▶ _AIM_
Rewrite all of the data below with every "drop one point" swapped for "place a single point", changing nothing else and leaving out the pictures.

▶ _INPUT RECORDS_
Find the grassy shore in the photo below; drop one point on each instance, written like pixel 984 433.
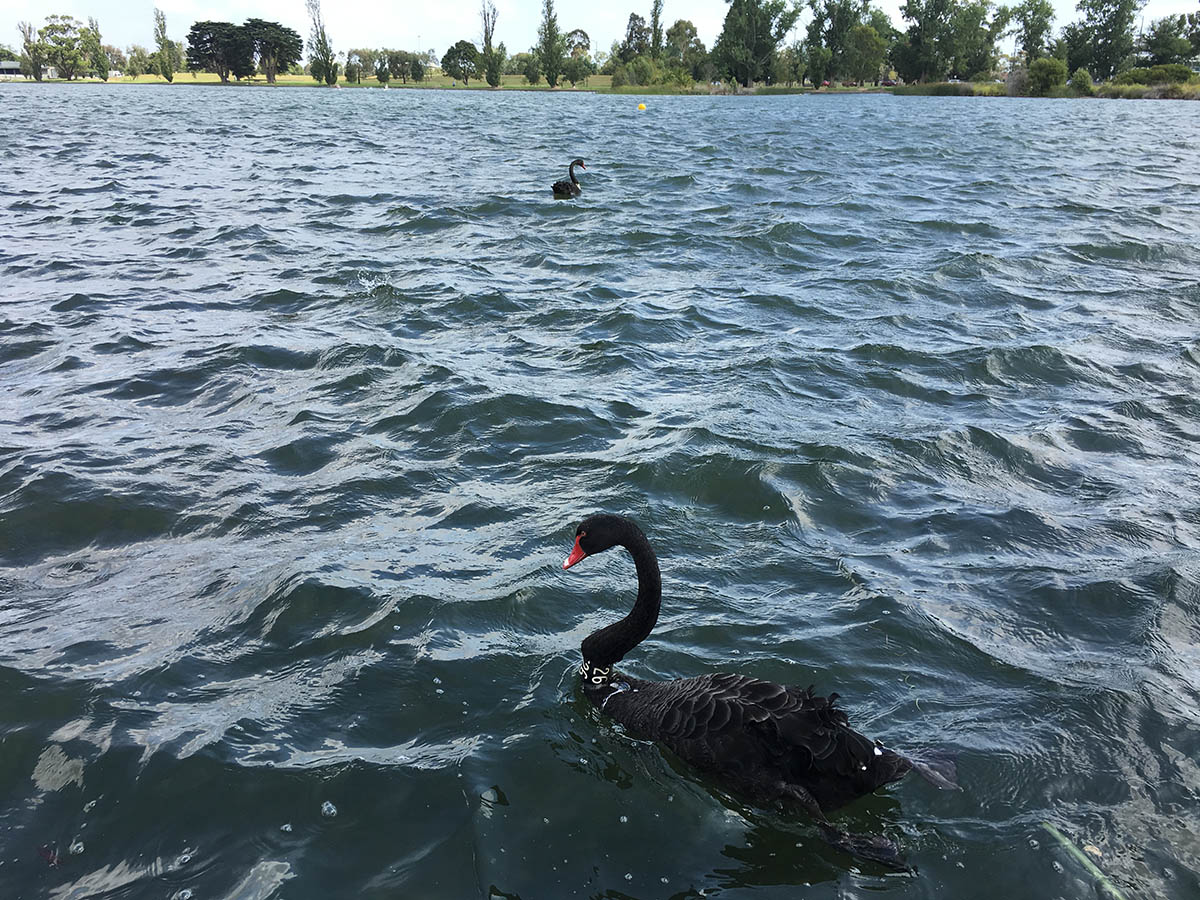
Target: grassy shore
pixel 603 84
pixel 1107 91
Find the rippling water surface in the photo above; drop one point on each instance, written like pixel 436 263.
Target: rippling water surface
pixel 303 393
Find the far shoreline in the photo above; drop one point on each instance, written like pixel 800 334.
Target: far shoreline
pixel 933 89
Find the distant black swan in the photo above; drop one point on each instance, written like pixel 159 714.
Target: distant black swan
pixel 570 187
pixel 772 744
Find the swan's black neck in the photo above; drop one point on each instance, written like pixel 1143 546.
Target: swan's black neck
pixel 607 646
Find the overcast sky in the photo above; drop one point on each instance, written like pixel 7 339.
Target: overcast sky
pixel 405 24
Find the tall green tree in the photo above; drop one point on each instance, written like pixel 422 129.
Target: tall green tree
pixel 60 34
pixel 971 42
pixel 577 69
pixel 33 52
pixel 1110 24
pixel 532 70
pixel 684 48
pixel 400 65
pixel 491 60
pixel 819 59
pixel 96 60
pixel 221 47
pixel 139 61
pixel 1165 42
pixel 1074 47
pixel 579 43
pixel 322 59
pixel 637 40
pixel 277 47
pixel 551 45
pixel 1032 19
pixel 750 36
pixel 369 58
pixel 790 65
pixel 865 52
pixel 657 29
pixel 461 61
pixel 831 27
pixel 923 53
pixel 115 58
pixel 166 59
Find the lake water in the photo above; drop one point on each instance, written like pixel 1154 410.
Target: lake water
pixel 303 394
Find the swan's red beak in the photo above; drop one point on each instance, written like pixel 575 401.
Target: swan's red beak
pixel 575 556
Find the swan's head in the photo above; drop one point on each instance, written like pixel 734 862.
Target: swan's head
pixel 595 534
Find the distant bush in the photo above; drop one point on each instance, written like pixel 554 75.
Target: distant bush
pixel 1045 75
pixel 948 89
pixel 1133 76
pixel 1121 91
pixel 642 71
pixel 1173 73
pixel 1081 83
pixel 1018 84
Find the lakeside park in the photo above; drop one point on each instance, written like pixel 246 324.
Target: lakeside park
pixel 311 399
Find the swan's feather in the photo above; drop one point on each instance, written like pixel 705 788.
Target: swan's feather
pixel 757 737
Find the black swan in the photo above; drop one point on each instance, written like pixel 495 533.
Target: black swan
pixel 570 187
pixel 774 745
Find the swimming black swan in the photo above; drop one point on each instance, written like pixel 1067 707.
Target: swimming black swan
pixel 570 187
pixel 772 744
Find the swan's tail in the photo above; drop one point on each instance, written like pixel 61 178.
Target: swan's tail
pixel 867 846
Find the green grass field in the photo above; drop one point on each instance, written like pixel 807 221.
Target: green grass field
pixel 595 83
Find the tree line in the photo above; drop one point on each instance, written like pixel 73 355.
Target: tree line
pixel 759 43
pixel 76 51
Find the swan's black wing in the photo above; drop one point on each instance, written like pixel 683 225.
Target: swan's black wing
pixel 759 737
pixel 564 189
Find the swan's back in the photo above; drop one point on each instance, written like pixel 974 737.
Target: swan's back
pixel 757 737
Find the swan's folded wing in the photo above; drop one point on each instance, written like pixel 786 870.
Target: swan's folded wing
pixel 797 729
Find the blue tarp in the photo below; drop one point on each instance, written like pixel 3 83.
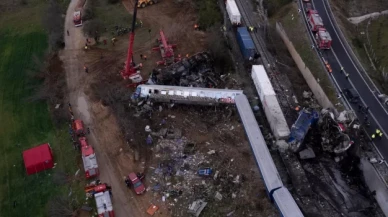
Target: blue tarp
pixel 302 125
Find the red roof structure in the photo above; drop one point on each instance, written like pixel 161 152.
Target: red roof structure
pixel 38 158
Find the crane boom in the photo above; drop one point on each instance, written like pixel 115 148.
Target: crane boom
pixel 130 68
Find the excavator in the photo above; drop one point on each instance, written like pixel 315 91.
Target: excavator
pixel 131 70
pixel 144 3
pixel 166 50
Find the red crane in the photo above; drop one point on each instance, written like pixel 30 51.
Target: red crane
pixel 131 70
pixel 166 51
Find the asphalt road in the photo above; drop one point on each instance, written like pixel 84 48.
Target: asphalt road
pixel 338 56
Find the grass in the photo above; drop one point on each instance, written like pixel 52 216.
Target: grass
pixel 104 11
pixel 357 40
pixel 296 32
pixel 24 125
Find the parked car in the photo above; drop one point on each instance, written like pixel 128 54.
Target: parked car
pixel 205 171
pixel 352 95
pixel 137 184
pixel 308 7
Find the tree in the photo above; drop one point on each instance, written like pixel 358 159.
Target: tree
pixel 218 48
pixel 113 1
pixel 53 23
pixel 93 28
pixel 61 206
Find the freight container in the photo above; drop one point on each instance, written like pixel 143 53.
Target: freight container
pixel 262 83
pixel 275 117
pixel 245 42
pixel 233 12
pixel 300 128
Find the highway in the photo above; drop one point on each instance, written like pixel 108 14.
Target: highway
pixel 339 56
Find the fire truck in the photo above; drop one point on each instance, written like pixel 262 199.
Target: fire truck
pixel 314 20
pixel 102 196
pixel 89 159
pixel 77 19
pixel 323 39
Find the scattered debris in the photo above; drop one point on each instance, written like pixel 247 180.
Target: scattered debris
pixel 196 207
pixel 152 209
pixel 195 71
pixel 307 153
pixel 218 196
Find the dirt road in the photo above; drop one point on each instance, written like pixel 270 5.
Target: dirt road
pixel 77 81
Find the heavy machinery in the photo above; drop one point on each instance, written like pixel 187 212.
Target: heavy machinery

▶ _WRITTEN RESPONSE_
Find the grassy shore in the photo below; place a single point on each instance, written like pixel 984 433.
Target: grassy shore
pixel 603 84
pixel 1107 91
Find the rippling water surface in the photo above; place a single point on each instance, written like pixel 436 263.
Target: rippling water surface
pixel 303 393
Find the far shoreline in the photo above; place a single point on each instance, written like pixel 800 334.
Target: far shoreline
pixel 933 89
Find the distant black swan in the photo above; place a single point on each instance, written like pixel 159 714.
Target: distant black swan
pixel 570 187
pixel 772 744
Find the swan's black neck in the photo above; place a single point on each instance, written like pixel 1143 546.
Target: swan's black neck
pixel 607 646
Find the overcast sky in the photo above; place a single point on each instance, written like pixel 7 339.
Target: overcast sky
pixel 405 24
Find the tall green tree in the photo above; place a single point on each instance, written like pixel 422 129.
Target: tall green tree
pixel 60 34
pixel 971 42
pixel 577 69
pixel 33 52
pixel 1110 24
pixel 532 70
pixel 684 48
pixel 400 65
pixel 491 60
pixel 819 59
pixel 96 60
pixel 221 47
pixel 139 61
pixel 1165 42
pixel 1074 47
pixel 579 43
pixel 322 59
pixel 637 40
pixel 277 47
pixel 551 45
pixel 1032 19
pixel 750 36
pixel 369 58
pixel 790 65
pixel 865 52
pixel 657 29
pixel 461 61
pixel 831 27
pixel 923 53
pixel 115 58
pixel 166 59
Find the lake water in the photo above; place a single point on each instance, written like pixel 1154 410.
Target: lake water
pixel 303 394
Find the swan's red beak in the photo above; place a single point on each instance, written like pixel 575 401.
Target: swan's red beak
pixel 575 556
Find the swan's head in the photo above; place a single point on each instance, written like pixel 734 862.
Target: swan's head
pixel 595 534
Find the distant bush in the photo above; place a single point on each instance, written like pixel 554 75.
Target: distant bush
pixel 1045 75
pixel 948 89
pixel 1133 76
pixel 1121 91
pixel 642 71
pixel 1173 73
pixel 1081 83
pixel 1018 84
Find the lakeside park in the photo above; place a single point on each instance, written like pixel 246 324.
Target: lakeside park
pixel 311 399
Find the swan's feather in the photo above; place a single point on each instance, written like pixel 705 788.
Target: swan's feather
pixel 757 737
Find the black swan in the photo above; place a single point on each instance, written like pixel 495 533.
Target: black swan
pixel 570 187
pixel 774 745
Find the swimming black swan in the photo above; place a single point on each instance, written like pixel 1067 707.
Target: swimming black swan
pixel 570 187
pixel 772 744
Find the swan's tail in the photo above; place a single point on each instance, written like pixel 61 178.
Target: swan's tail
pixel 867 846
Find the green grass field in the photo above; place a single point on each instance, written like pixel 807 221.
Target: green grass field
pixel 595 83
Find the tree line in the photo above; place a single point on each instance, written like pixel 73 355.
Target: tree line
pixel 759 43
pixel 76 51
Find the swan's black wing in the photo above; place a single point on each instance, written like pixel 683 225.
Target: swan's black wing
pixel 759 737
pixel 564 189
Find the swan's back in the photo above; place a single point on each instance, written like pixel 974 737.
Target: swan's back
pixel 757 737
Find the swan's folded wing in the photo above; place a single point on each instance, written like pixel 786 870.
Target: swan's folded wing
pixel 797 729
Find the blue tarp in the photo below; place a single point on each instance, written like pixel 3 83.
Target: blue tarp
pixel 302 125
Find the red roof structure in the photo above; place a single point on each instance, written like pixel 161 152.
Target: red roof structure
pixel 38 158
Find the crane boom in the photo above; place a single point on each instance, written like pixel 115 148.
Target: crane boom
pixel 130 68
Find the excavator in the photo above; place a single point on each instance, written like pixel 315 91.
Target: excavator
pixel 131 70
pixel 144 3
pixel 166 50
Find the red crane in the photo above; place a single point on each instance, written like pixel 30 51.
Target: red crane
pixel 131 70
pixel 166 51
Find the asphalt road in the photo above; place a single point on each instance, written like pixel 84 48.
Target: asphalt road
pixel 338 56
Find the grass in the photo above; place a single point on each instance, written like pixel 52 216.
Target: grass
pixel 104 11
pixel 357 40
pixel 296 32
pixel 24 125
Find the parked car in the photo above; place a single point on each instance, written like pixel 128 54.
Target: parked car
pixel 205 171
pixel 352 95
pixel 137 184
pixel 308 7
Find the tree in the photo above; place a single point on each instance, written like pixel 358 159.
Target: tree
pixel 218 48
pixel 113 1
pixel 53 23
pixel 93 28
pixel 61 206
Find the freight container in the photo above; place a single point on each instance, written like pixel 143 53.
Target: freight container
pixel 262 83
pixel 275 117
pixel 245 42
pixel 233 12
pixel 300 128
Find the highway in the photo above; place a single point on each instance, written like pixel 108 14.
Target: highway
pixel 339 56
Find the fire truck in the photo above; place a single point on each instance, written like pixel 262 199.
Target: fire truck
pixel 314 20
pixel 102 196
pixel 89 159
pixel 77 19
pixel 323 39
Find the scattered debris in the photo above; place a single point on each instance, written like pixel 247 180.
Target: scattered debris
pixel 196 207
pixel 152 209
pixel 195 71
pixel 307 153
pixel 218 196
Find the dirt road in the photo above; place a single point on each instance, written like pixel 270 5.
Target: dirt road
pixel 77 81
Find the heavy machinery in the photo above; place a single point on each instance, written like pixel 187 212.
Target: heavy machinery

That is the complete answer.